→ **Stated task**:
Return, character for character, the lines from the one bearing "Could you please pick out the green cap" through the end of the material. Omit everything before that line.
** START Extracted information **
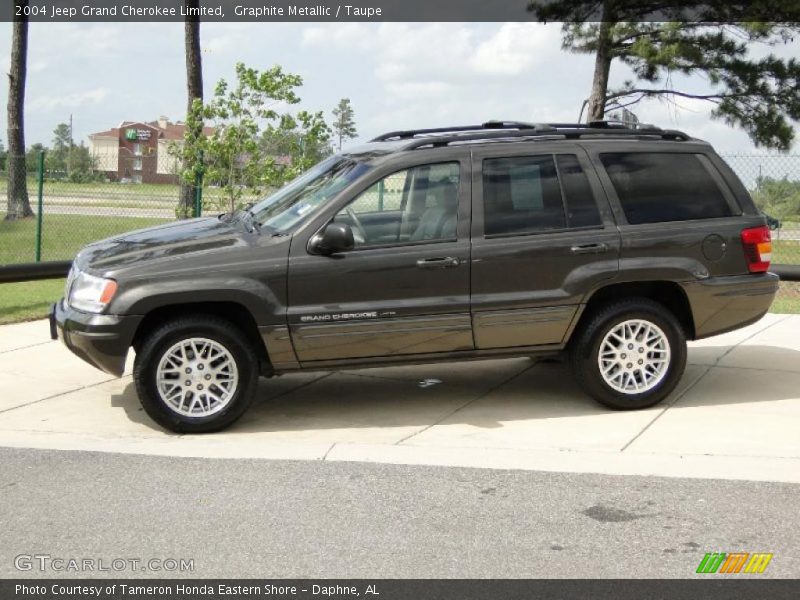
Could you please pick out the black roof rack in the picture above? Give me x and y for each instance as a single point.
(499, 130)
(489, 125)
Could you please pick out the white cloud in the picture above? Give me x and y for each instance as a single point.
(515, 48)
(77, 99)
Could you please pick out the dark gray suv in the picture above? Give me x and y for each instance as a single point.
(610, 245)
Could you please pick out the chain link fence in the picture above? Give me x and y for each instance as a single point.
(84, 198)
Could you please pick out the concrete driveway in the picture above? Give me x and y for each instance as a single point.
(735, 415)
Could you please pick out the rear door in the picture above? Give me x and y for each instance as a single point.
(543, 236)
(678, 217)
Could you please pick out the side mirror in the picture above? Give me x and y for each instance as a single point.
(336, 237)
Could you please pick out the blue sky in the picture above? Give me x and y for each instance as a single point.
(397, 75)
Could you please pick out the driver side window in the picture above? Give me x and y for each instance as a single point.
(410, 206)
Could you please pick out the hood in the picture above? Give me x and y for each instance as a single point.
(172, 240)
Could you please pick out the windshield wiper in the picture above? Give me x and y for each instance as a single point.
(253, 220)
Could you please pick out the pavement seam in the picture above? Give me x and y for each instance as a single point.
(328, 451)
(466, 404)
(78, 389)
(696, 381)
(299, 387)
(738, 368)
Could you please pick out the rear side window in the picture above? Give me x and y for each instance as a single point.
(655, 187)
(521, 195)
(581, 206)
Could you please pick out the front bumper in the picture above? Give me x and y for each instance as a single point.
(100, 340)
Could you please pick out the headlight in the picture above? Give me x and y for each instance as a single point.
(90, 293)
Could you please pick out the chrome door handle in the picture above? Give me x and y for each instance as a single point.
(438, 263)
(589, 248)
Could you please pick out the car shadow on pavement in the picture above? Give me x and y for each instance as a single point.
(486, 394)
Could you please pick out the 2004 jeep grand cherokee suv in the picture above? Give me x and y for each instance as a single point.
(609, 244)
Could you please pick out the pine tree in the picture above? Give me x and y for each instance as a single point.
(344, 125)
(759, 95)
(18, 203)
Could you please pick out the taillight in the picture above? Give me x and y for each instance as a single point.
(757, 244)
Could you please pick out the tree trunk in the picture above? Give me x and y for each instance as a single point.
(194, 91)
(602, 68)
(19, 205)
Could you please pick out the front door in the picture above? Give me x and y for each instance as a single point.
(543, 237)
(404, 288)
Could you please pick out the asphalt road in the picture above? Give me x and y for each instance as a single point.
(240, 518)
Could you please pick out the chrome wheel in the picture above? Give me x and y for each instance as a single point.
(634, 356)
(197, 377)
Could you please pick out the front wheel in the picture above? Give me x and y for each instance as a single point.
(630, 355)
(196, 374)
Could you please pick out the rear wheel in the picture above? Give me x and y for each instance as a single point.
(630, 354)
(196, 374)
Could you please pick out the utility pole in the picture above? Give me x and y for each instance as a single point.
(69, 150)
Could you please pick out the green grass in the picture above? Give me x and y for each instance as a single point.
(785, 252)
(62, 235)
(29, 300)
(788, 299)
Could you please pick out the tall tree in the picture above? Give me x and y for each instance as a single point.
(761, 95)
(18, 204)
(344, 124)
(194, 95)
(233, 157)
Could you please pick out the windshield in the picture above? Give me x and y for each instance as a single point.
(284, 209)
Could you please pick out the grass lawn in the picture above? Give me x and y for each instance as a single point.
(62, 235)
(785, 252)
(28, 300)
(788, 298)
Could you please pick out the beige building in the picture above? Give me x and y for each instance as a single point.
(138, 152)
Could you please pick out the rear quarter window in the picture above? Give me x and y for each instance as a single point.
(657, 187)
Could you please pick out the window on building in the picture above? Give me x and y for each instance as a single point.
(655, 187)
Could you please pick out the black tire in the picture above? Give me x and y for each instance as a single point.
(165, 336)
(586, 346)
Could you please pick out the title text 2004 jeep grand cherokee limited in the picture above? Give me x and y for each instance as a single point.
(613, 245)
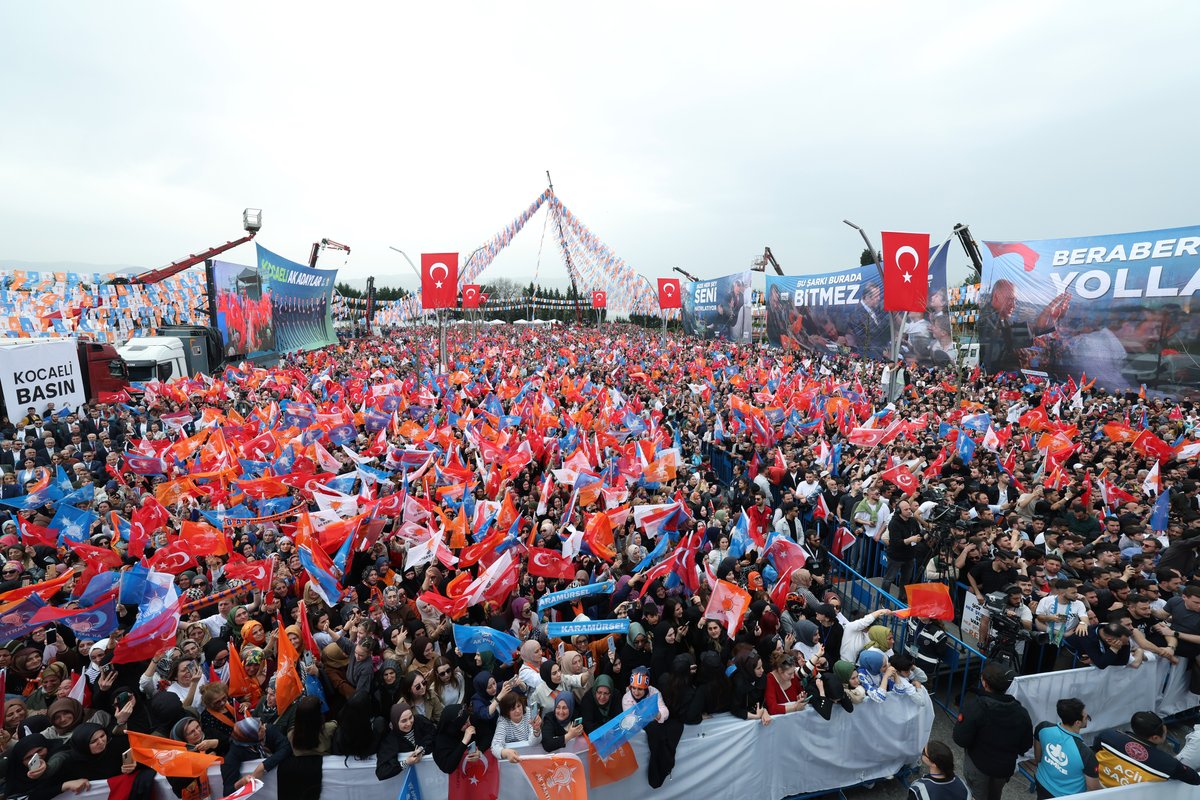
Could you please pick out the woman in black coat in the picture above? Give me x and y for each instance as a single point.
(411, 735)
(748, 699)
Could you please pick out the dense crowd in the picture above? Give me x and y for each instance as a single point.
(331, 528)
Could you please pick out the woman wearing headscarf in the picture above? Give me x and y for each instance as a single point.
(558, 725)
(449, 683)
(48, 687)
(666, 647)
(95, 756)
(515, 728)
(636, 651)
(25, 782)
(684, 705)
(543, 697)
(851, 685)
(748, 701)
(409, 733)
(414, 690)
(359, 728)
(875, 674)
(15, 727)
(714, 685)
(253, 740)
(65, 715)
(485, 704)
(310, 734)
(385, 690)
(576, 677)
(600, 704)
(454, 734)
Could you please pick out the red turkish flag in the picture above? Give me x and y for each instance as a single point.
(669, 294)
(477, 780)
(901, 476)
(471, 295)
(439, 280)
(550, 564)
(905, 271)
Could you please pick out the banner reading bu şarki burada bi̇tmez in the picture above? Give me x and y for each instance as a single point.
(843, 312)
(719, 308)
(1120, 308)
(300, 302)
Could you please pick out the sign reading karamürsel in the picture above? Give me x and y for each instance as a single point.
(40, 373)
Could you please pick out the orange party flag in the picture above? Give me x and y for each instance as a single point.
(168, 757)
(557, 776)
(288, 686)
(619, 765)
(929, 601)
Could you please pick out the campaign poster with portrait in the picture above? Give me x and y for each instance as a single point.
(720, 308)
(829, 313)
(301, 302)
(1117, 307)
(843, 312)
(244, 310)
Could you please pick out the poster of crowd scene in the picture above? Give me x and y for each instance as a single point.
(1117, 307)
(300, 302)
(244, 310)
(843, 312)
(719, 308)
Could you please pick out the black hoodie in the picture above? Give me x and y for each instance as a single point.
(995, 731)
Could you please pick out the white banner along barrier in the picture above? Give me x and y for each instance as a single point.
(721, 757)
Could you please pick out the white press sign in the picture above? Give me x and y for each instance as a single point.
(41, 373)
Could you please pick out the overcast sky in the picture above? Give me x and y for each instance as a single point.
(683, 133)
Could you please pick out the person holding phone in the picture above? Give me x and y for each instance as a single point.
(559, 726)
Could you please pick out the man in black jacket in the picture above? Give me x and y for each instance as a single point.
(995, 731)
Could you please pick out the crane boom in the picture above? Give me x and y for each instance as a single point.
(175, 268)
(318, 246)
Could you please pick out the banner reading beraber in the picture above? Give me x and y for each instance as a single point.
(1119, 307)
(41, 373)
(301, 302)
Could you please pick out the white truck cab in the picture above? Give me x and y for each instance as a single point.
(154, 358)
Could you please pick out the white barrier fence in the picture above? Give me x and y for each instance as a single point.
(721, 757)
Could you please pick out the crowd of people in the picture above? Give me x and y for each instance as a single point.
(333, 527)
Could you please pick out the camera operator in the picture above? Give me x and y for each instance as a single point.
(904, 537)
(1007, 617)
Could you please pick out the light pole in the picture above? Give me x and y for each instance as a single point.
(897, 324)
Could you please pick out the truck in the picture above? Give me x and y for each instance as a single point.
(100, 368)
(174, 352)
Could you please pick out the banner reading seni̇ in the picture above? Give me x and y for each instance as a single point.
(719, 308)
(840, 312)
(1119, 307)
(300, 302)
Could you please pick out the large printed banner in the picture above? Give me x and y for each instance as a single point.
(300, 302)
(36, 374)
(843, 312)
(719, 308)
(1119, 307)
(244, 310)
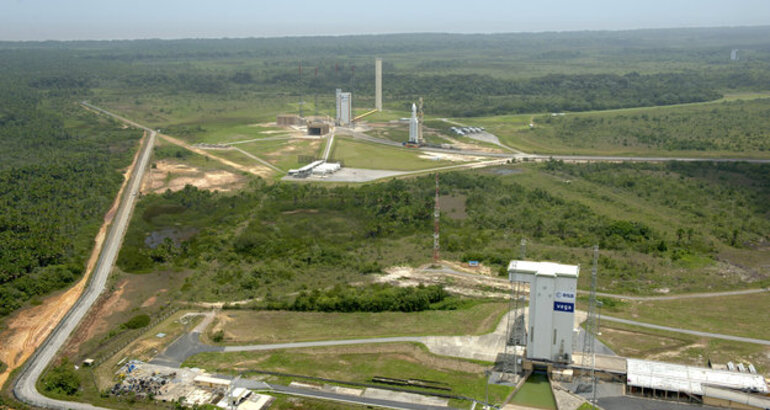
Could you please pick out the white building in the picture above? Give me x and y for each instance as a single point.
(344, 108)
(414, 127)
(552, 291)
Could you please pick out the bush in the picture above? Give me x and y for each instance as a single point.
(62, 379)
(372, 298)
(137, 322)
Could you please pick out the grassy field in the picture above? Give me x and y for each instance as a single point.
(358, 154)
(740, 315)
(653, 195)
(245, 327)
(225, 132)
(734, 127)
(360, 364)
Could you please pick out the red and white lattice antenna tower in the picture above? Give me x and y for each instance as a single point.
(436, 214)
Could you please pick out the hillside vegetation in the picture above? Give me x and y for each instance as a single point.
(59, 174)
(734, 128)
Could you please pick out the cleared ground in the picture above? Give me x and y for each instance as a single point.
(285, 154)
(632, 341)
(360, 364)
(739, 315)
(249, 327)
(358, 154)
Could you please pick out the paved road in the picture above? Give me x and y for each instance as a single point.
(607, 158)
(323, 343)
(687, 331)
(294, 391)
(25, 389)
(258, 159)
(681, 296)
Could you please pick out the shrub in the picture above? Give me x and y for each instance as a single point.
(137, 322)
(62, 379)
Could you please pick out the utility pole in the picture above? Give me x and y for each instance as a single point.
(419, 121)
(315, 96)
(299, 83)
(436, 215)
(589, 350)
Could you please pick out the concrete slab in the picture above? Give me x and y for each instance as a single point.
(405, 397)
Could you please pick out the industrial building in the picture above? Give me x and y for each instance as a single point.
(306, 170)
(326, 168)
(288, 120)
(553, 287)
(344, 107)
(317, 128)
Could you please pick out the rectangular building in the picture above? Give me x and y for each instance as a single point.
(344, 108)
(553, 288)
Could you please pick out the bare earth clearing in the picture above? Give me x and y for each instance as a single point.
(28, 328)
(170, 175)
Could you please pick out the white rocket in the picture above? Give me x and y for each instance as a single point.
(414, 132)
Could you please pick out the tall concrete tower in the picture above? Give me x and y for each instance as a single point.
(414, 127)
(344, 108)
(378, 84)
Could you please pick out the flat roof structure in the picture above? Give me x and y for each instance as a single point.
(689, 379)
(544, 268)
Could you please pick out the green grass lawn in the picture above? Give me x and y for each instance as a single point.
(730, 127)
(221, 133)
(740, 315)
(653, 344)
(360, 364)
(245, 326)
(358, 154)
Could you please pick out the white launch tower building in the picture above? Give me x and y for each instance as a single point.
(552, 291)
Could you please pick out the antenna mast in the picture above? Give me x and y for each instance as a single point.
(419, 121)
(588, 361)
(436, 214)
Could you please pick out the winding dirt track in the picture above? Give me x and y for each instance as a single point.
(28, 328)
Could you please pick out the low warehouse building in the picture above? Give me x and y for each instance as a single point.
(317, 128)
(681, 382)
(211, 382)
(287, 120)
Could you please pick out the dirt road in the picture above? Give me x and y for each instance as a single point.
(28, 328)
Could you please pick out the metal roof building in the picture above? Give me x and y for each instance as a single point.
(688, 379)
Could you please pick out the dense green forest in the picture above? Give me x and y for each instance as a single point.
(459, 75)
(59, 169)
(270, 240)
(58, 176)
(735, 126)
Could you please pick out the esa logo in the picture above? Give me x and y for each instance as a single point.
(565, 295)
(563, 307)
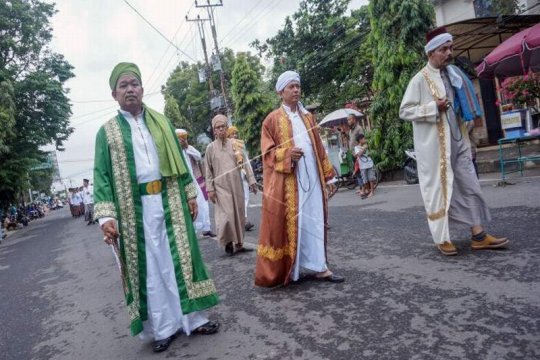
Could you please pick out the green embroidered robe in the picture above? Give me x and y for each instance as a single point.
(116, 194)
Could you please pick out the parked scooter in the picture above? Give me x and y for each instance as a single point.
(410, 170)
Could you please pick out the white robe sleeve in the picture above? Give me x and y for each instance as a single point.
(412, 108)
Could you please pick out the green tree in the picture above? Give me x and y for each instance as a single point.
(193, 98)
(34, 108)
(250, 103)
(41, 180)
(397, 38)
(322, 43)
(7, 114)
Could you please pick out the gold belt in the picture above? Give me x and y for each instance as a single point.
(150, 188)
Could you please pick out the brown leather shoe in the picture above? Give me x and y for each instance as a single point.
(447, 248)
(489, 242)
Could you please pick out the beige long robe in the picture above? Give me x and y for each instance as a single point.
(224, 176)
(433, 145)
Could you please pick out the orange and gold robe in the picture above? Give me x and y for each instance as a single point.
(278, 236)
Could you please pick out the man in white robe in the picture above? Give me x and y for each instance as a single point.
(193, 156)
(446, 174)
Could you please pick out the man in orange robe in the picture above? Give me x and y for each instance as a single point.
(296, 172)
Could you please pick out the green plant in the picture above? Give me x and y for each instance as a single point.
(521, 90)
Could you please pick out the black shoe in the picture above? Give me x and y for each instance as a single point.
(162, 345)
(240, 249)
(211, 327)
(331, 278)
(229, 249)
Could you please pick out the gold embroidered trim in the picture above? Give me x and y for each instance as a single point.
(104, 209)
(122, 181)
(194, 289)
(238, 149)
(291, 224)
(280, 154)
(191, 190)
(442, 151)
(274, 254)
(437, 215)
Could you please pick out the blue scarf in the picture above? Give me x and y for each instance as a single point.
(465, 102)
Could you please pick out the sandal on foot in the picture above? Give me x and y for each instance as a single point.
(162, 345)
(229, 249)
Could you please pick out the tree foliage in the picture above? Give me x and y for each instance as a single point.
(34, 108)
(397, 37)
(41, 180)
(193, 98)
(322, 43)
(250, 103)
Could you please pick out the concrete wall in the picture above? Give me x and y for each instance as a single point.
(450, 11)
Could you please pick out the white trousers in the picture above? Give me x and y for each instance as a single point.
(165, 316)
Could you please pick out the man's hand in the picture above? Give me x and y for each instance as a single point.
(109, 231)
(296, 154)
(330, 190)
(193, 209)
(253, 188)
(442, 104)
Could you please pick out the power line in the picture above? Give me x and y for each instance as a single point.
(234, 27)
(104, 110)
(159, 32)
(256, 18)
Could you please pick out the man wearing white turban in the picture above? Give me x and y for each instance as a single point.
(194, 163)
(296, 173)
(438, 100)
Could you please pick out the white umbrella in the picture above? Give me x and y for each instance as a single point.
(338, 117)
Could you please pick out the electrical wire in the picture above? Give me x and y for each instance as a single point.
(159, 32)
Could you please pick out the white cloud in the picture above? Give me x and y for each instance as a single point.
(95, 35)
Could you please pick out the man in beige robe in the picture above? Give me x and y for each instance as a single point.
(446, 174)
(224, 170)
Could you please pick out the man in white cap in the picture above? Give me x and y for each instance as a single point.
(193, 161)
(224, 169)
(438, 100)
(296, 173)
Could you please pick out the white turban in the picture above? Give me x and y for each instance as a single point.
(437, 41)
(285, 78)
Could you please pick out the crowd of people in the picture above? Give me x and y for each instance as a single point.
(153, 188)
(81, 202)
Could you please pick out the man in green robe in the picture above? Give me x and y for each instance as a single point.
(145, 200)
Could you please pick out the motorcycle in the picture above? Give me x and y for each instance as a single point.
(410, 170)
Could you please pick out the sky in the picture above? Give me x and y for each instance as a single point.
(94, 36)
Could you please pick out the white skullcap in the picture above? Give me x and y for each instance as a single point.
(285, 78)
(437, 41)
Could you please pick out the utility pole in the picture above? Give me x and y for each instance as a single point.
(210, 9)
(208, 70)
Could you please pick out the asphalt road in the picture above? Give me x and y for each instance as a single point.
(61, 294)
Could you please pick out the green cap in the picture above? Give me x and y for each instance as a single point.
(122, 69)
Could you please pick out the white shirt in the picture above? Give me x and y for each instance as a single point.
** END Extracted information **
→ **Completed task**:
Could you please pick out the green cap in the picture above? Give me x and y for each instance as a single point.
(122, 69)
Could you please pick out the white shirt in the picture above? Give me x and y for each instance as a single point.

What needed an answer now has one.